Action item: Copy, from the entries below, each line where the word "shirt" can be found.

Collected data entries:
_ _ _ _ _ _ _

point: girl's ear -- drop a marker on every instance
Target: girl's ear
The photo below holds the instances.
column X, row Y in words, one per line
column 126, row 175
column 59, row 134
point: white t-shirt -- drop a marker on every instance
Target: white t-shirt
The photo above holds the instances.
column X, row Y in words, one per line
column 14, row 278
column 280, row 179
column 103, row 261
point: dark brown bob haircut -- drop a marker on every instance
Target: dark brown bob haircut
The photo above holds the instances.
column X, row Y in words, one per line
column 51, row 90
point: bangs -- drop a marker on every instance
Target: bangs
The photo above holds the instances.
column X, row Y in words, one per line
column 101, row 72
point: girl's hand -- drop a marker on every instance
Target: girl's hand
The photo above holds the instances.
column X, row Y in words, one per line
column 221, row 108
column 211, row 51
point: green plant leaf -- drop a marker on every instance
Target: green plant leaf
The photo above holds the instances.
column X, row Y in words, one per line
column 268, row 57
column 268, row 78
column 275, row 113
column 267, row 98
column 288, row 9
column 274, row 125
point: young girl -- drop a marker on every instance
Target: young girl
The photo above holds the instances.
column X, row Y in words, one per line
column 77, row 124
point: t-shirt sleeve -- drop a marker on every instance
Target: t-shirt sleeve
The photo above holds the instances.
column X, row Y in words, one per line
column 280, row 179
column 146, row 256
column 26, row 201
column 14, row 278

_ _ _ _ _ _ _

Reply:
point: white t-shirt -- drop a marker on every instance
Target: white t-shirt
point: t-shirt sleeve -- drop a marker on every instance
Target: t-shirt sleeve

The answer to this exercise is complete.